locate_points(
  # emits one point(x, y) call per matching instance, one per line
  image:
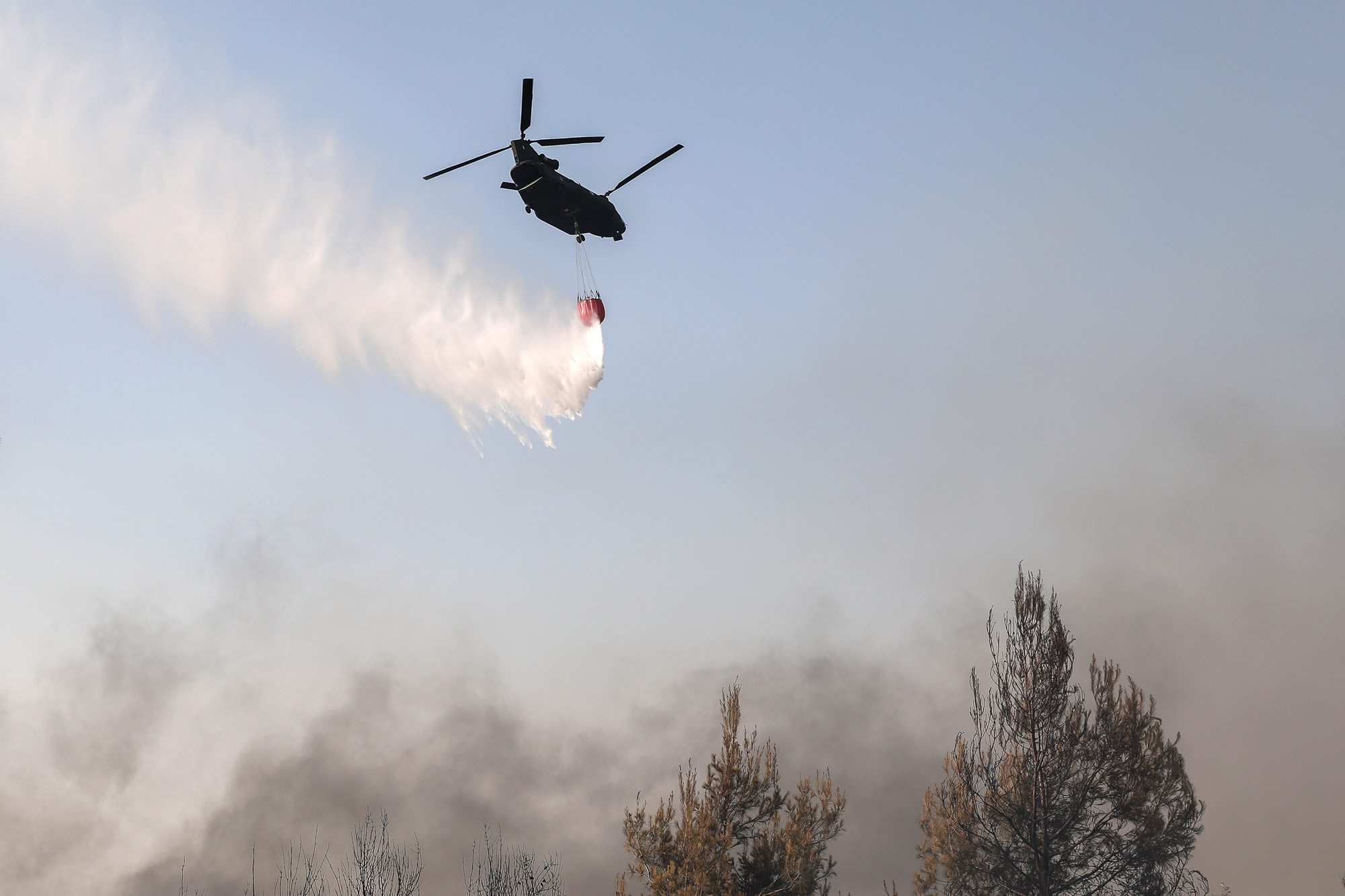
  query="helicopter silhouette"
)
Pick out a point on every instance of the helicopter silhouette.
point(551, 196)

THE TASK: Arrange the rows above as a numbered list, omitting any blank lines and leaving out the picture.

EXERCISE RESULT:
1. locate_points(
2.   # emits one point(x, y) call per matching instance, one per line
3.   image:
4.   query="helicopter silhouette"
5. )
6. Pick out a point on every instance of the helicopter silhouette.
7. point(551, 196)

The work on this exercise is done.